Entries taken from a collection:
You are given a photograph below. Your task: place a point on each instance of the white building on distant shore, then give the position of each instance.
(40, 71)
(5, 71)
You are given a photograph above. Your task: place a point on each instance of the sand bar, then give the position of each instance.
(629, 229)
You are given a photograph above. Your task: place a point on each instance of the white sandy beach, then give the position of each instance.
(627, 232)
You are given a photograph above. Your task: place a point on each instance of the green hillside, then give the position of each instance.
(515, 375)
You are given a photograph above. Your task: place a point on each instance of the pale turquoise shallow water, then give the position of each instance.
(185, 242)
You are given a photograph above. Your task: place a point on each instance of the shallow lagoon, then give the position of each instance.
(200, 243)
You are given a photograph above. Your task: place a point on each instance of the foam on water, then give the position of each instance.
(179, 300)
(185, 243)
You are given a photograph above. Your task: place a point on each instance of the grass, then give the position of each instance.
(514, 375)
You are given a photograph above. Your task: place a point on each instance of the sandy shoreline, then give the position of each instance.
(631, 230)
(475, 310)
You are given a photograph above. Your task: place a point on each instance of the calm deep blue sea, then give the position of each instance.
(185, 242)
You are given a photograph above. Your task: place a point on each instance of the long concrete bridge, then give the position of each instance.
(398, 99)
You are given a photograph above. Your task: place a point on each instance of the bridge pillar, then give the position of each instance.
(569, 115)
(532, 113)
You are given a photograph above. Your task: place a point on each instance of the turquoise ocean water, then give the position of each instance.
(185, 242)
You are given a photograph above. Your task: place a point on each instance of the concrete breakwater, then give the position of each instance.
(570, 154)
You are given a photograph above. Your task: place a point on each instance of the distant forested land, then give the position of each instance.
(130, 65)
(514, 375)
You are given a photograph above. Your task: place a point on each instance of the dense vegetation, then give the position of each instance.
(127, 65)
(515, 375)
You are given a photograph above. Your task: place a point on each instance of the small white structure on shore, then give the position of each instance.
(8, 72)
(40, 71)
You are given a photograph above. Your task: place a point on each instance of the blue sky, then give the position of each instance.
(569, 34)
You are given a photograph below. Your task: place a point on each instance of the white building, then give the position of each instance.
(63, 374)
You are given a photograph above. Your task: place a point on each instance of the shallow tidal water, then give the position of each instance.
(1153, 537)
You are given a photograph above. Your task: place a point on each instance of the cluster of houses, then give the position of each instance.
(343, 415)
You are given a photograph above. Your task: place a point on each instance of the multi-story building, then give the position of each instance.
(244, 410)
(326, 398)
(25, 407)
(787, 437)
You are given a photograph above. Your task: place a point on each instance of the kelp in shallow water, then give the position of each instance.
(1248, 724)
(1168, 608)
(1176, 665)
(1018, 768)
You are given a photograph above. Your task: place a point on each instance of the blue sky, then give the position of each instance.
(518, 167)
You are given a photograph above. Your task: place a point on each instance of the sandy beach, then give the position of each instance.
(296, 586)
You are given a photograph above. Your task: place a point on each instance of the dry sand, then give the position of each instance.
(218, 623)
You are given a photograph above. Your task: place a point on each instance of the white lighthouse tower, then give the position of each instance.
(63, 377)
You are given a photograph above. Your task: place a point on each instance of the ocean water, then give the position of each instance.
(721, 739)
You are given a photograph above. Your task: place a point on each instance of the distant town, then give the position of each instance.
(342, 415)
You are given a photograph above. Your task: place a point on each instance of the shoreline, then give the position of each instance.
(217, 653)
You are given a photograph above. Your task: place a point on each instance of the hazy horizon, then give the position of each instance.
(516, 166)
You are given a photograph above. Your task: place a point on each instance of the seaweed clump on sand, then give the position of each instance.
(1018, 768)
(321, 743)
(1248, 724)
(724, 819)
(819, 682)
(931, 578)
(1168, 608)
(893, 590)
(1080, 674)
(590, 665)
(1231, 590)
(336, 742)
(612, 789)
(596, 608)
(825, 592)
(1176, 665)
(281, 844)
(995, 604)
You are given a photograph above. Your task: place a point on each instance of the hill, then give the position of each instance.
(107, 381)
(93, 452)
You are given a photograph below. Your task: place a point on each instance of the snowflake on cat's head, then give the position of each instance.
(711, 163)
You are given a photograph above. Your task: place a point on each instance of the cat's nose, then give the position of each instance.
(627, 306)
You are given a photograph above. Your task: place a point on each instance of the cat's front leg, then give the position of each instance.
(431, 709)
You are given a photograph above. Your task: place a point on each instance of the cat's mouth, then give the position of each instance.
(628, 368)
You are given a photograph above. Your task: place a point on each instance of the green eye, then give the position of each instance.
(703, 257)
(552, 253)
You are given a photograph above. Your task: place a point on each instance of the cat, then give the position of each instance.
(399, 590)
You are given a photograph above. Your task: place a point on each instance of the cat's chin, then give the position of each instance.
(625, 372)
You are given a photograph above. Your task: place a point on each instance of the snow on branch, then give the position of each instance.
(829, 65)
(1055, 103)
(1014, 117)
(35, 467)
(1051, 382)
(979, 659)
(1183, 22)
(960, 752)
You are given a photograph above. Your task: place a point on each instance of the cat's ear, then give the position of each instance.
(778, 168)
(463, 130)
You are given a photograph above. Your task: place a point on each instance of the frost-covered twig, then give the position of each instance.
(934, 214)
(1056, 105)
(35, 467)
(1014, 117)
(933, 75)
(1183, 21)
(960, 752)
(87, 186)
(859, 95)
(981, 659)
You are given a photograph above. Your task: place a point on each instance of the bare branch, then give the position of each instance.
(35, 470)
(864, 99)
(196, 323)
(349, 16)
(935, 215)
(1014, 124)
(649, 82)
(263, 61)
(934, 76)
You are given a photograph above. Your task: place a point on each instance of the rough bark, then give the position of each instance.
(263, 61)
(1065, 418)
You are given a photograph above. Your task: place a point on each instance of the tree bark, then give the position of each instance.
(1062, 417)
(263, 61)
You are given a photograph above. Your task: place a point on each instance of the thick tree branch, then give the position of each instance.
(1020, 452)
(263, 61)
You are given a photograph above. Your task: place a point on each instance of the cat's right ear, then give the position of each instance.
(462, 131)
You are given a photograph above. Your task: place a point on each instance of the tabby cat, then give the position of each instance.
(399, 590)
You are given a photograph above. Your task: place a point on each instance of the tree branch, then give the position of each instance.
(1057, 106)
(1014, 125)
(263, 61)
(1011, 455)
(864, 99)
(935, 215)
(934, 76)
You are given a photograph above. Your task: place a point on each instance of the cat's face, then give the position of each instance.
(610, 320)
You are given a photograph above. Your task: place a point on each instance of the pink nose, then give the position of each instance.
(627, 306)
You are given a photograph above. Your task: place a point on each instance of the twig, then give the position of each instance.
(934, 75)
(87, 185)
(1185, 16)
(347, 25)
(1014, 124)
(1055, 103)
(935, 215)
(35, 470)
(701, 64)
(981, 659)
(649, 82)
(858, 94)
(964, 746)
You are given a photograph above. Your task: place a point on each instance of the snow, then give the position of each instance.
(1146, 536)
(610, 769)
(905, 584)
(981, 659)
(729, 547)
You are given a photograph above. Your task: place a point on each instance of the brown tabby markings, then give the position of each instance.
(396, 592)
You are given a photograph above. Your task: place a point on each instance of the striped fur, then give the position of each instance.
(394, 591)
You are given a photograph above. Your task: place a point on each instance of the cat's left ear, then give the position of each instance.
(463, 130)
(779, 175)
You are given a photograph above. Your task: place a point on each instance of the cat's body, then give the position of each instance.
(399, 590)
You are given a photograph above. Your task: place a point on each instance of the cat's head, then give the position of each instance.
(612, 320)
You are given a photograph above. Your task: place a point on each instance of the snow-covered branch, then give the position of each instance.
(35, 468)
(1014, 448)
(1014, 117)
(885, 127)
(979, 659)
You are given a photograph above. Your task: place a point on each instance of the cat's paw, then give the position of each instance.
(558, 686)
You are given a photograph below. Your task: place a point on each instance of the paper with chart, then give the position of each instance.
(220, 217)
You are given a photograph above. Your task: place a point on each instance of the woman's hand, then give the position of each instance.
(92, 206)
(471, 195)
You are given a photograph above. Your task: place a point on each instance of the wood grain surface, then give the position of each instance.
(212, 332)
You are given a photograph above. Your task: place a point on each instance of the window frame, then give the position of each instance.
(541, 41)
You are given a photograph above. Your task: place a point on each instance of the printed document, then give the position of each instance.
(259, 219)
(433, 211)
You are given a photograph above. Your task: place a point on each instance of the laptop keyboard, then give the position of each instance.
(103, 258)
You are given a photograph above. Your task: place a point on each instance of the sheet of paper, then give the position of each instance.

#### What this task involves:
In the entries above, find the line containing "hand, then give the position of each instance.". Set down that line and every line after it through the last one, exactly and alone.

#### Result for this task:
You are given a photograph above. Your task: place a point on each instance of the woman's hand, then give the position of each instance.
(92, 206)
(471, 195)
You are given a photograph above. Your task: place a point on each instance of the wood grain surface, then give the position of each instance.
(212, 332)
You are given a photograph above. Your task: place a point on each instance of the window frame, then give the position of each instance.
(541, 41)
You are given a photograph above. Your task: place a point on each instance of the printed document, then give the position of each instance.
(259, 219)
(433, 211)
You are given a photograph above. Your task: place a point on each instance of the laptop keyboard, then give the position of each instance.
(103, 258)
You are given a photograph above. Your task: place a point on each instance of the sheet of paper, then give the position of each instance.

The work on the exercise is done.